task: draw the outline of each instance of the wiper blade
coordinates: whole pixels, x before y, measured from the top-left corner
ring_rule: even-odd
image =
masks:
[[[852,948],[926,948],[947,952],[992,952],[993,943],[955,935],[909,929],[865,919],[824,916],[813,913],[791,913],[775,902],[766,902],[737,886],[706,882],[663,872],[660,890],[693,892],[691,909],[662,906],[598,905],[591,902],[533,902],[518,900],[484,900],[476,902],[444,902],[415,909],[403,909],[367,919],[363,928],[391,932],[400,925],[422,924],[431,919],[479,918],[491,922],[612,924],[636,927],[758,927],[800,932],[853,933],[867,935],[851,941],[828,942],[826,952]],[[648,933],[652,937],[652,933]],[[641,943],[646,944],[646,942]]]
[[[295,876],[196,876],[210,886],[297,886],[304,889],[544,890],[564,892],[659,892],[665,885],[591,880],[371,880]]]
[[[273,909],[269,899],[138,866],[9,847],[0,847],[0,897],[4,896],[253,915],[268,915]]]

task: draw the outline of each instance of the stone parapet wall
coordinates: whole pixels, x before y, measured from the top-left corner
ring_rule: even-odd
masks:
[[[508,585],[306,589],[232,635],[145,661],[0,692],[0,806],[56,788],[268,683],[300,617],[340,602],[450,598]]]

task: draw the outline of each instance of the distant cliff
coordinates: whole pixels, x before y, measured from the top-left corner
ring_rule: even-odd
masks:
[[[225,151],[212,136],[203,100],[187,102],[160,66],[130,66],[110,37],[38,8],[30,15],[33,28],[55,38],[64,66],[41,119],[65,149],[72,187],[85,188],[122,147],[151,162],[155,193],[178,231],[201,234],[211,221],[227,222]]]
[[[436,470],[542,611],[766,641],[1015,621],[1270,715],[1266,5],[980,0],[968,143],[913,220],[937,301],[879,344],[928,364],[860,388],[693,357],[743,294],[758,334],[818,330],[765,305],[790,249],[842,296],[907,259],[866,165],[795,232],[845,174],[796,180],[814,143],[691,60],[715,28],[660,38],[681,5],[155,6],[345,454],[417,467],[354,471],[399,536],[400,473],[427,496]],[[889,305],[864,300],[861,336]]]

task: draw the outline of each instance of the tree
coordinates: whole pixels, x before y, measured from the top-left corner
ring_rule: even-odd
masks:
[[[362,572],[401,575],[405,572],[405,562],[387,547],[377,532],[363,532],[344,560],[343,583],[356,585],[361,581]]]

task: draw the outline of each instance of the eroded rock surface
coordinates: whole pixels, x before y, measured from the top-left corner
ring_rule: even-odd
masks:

--

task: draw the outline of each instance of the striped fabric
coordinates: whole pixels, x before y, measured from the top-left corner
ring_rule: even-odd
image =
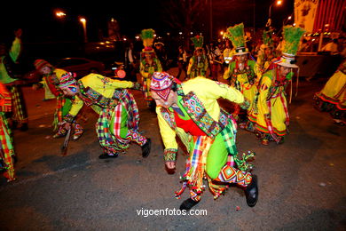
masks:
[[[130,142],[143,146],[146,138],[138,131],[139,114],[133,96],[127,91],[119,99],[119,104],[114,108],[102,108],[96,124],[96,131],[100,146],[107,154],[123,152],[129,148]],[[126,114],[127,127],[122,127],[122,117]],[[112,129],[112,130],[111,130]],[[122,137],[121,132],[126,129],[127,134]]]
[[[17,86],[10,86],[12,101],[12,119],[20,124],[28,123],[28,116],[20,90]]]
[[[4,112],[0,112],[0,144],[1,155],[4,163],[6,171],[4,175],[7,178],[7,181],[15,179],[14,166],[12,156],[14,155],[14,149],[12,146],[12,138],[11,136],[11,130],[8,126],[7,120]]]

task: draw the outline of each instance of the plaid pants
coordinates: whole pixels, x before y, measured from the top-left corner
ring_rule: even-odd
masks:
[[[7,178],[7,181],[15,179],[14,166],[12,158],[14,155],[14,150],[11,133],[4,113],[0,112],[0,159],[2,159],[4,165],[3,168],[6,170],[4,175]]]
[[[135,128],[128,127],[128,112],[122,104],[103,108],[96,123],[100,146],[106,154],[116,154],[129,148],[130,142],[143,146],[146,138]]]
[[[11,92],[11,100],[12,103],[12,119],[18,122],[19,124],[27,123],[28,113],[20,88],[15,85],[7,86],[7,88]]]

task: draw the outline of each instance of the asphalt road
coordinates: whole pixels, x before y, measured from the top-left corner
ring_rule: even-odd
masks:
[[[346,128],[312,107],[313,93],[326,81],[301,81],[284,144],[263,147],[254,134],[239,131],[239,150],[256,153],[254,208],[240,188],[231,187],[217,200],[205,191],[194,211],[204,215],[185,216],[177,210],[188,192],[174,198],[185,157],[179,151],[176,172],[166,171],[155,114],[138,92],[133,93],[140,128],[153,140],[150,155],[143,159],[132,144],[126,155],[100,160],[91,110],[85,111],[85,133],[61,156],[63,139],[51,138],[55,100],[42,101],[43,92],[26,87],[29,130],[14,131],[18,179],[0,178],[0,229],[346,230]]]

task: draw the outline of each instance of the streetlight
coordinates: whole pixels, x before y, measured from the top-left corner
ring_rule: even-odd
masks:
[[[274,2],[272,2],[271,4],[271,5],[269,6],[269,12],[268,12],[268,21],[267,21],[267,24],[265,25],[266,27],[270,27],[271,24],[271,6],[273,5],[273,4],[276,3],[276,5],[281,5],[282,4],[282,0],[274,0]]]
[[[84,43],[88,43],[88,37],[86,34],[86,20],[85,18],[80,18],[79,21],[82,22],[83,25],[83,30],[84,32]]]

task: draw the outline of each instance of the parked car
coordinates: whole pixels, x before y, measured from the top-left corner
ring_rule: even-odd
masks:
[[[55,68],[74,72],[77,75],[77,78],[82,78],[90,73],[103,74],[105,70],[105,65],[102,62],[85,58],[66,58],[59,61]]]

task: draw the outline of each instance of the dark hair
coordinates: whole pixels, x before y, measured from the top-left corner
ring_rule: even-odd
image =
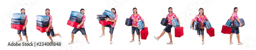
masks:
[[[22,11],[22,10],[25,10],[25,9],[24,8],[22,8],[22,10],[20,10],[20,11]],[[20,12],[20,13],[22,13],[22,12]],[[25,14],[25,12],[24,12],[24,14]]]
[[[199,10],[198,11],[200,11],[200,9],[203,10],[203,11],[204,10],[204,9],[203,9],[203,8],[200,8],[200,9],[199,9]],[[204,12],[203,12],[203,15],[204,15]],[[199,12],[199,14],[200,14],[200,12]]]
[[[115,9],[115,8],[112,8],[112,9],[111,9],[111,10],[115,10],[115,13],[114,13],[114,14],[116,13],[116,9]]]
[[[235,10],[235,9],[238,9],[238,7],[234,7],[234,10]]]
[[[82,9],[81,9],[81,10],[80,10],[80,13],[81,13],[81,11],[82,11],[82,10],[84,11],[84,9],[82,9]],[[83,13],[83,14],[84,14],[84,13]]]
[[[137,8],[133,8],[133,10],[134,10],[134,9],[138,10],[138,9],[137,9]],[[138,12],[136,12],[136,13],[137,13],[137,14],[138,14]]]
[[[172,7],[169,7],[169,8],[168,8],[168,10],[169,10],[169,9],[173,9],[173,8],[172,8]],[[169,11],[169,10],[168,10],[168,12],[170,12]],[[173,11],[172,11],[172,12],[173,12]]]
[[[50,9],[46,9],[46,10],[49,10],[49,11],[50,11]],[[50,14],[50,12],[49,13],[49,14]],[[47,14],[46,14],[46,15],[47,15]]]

Exercise directions:
Identify each line in the two blocks above that contains the string "task" and reproduce every such line in full.

Solution to the exercise:
task: draw the outline of each instance of the wiper blade
task: draw the outline of each instance of the stone parapet wall
task: draw the outline of each instance of the distant cliff
task: draw the outline of each instance of the tree
task: draw the outline of each instance of the eroded rock surface
task: draw the outline of each instance of the striped fabric
task: draw the outline of each instance of the plaid pants
task: draw the outline of each instance of the asphalt road
task: draw the outline of each instance of the streetlight
task: draw the outline of each instance of the parked car
task: draw the outline of each instance of the dark hair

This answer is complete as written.